Письменное задание: Приведите без изменений часть воспоминаний о военном детстве от слов «Наверное, для старших» до слов «желания, ни сил.».

Фрагмент текста:
------------------------------------------------

Война опрокинула жизнь, когда мы были еще детьми. Но и поколение, рожденное в 1928 году, и то, что чуть моложе, навсегда отмечены ее огненным клеймом. Для одних это лагерный номер на руке или оккупация, для других – голод или сиротство, для кого-то – потеря близких. Даже те мои сверстники, кто пережил войну в самой глухомани тыла России, все-таки несут на себе эту отметину. Вот несколько фраз из рассказа о своей актерской судьбе Игоря Кваши: «Я эвакуировался в Сибирь вместе с детским садом, который потом преобразовался в интернат. Именно в это время мне открылось многое из того, без чего я никогда не смог бы стать актером. Иногда меня спрашивают: “Что в детстве повлияло на вас более всего?” Отвечаю: “Война, гибель отца”».
Наверное, для старших мы до поры так и оставались мальчишками и девчонками. Но детство, вернее, все то, что было укладом мирной жизни, переломилось, как сук, и мы оказались на земле, в кругу настоящих взрослых бед, трагедий, дел и забот. Вот почему и мое календарное детство так резко распадается надвое. Одно – наполненное светом, заботами дедушек и бабушек, радостным ожиданием лета в деревне или снега в Москве; и второе – пронизанное постоянной тревогой, переездами с места на место, запахом керосина, а главное, холодом, неудержимо проникающим сквозь замороженные окна, через все на свете щели, через одежду и драные ботинки. Мучительное ожидание тепла так изматывало, что когда наконец лето приходило и к эвакуированным, радоваться ему уже не было ни желания, ни сил.
Наше первое детство, как и всякое другое, нигде не начиналось. Кажется, что, теряясь и путаясь в бессвязных воспоминаниях о лицах и событиях, скорее рассказанных, чем виденных, оно возникло из никогда, но зато резко и точно оборвалось в день эвакуации. В то утро вместе с узлами и чемоданами нас собрали и выставили во дворе в ожидании отъезда.
Второе, наоборот, началось совершенно определенно, сразу на том же дворе, в тот же самый день 1941 года, но оно тянется сквозь нескончаемую вереницу военных дней и теряется неизвестно где, как старые игрушки, которые мы понемногу сменили на трофейные гильзы, ножи и пистолеты…
Сперва, погрузившись в поток стремящейся куда-то толпы незнакомых людей, мы обрели только чувство страха перед возможностью потеряться между рядами ободранных эшелонов или быть забытыми на полустанке. Но потом, по мере неудержимого движения внутри этой взъерошенной человеческой лавины, мы все чаще попадали в такие обстоятельства, когда нам невольно приходилось играть взрослые роли, и потому теперь невозможно сказать, где, собственно, кончается детство и что считать рубежом самостоятельной жизни. Первая получка – там, первый выход на публику – там, первое серьезное дело, первое настоящее горе – все уже было там, все переболталось в годах войны, и получилось хотя и детство – ведь я был с мамой и братьями, – но какое-то взрослое или уж, во всяком случае, такое, что оно определило всю последующую жизнь.

------------------------------------------------

Представленные данные:
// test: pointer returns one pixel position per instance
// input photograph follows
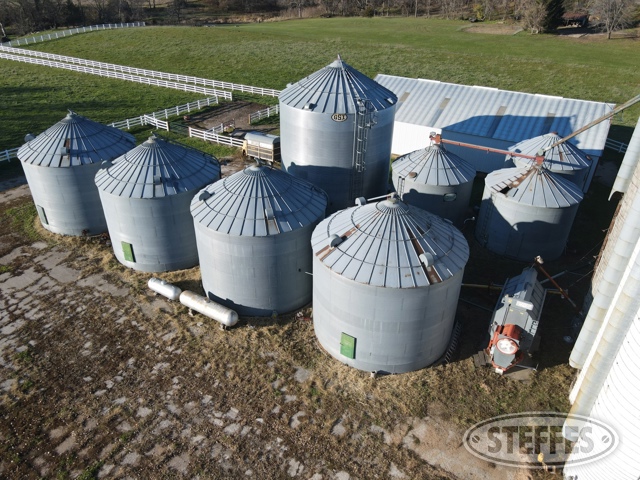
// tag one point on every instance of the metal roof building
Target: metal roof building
(253, 230)
(336, 127)
(489, 117)
(60, 165)
(386, 280)
(607, 349)
(146, 195)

------------------------------------------------

Ответ к заданию:
Наверное, для старших мы до поры так и оставались мальчишками и девчонками. Но детство, вернее, все то, что было укладом мирной жизни, переломилось, как сук, и мы оказались на земле, в кругу настоящих взрослых бед, трагедий, дел и забот. Вот почему и мое календарное детство так резко распадается надвое. Одно – наполненное светом, заботами дедушек и бабушек, радостным ожиданием лета в деревне или снега в Москве; и второе – пронизанное постоянной тревогой, переездами с места на место, запахом керосина, а главное, холодом, неудержимо проникающим сквозь замороженные окна, через все на свете щели, через одежду и драные ботинки. Мучительное ожидание тепла так изматывало, что когда наконец лето приходило и к эвакуированным, радоваться ему уже не было ни желания, ни сил.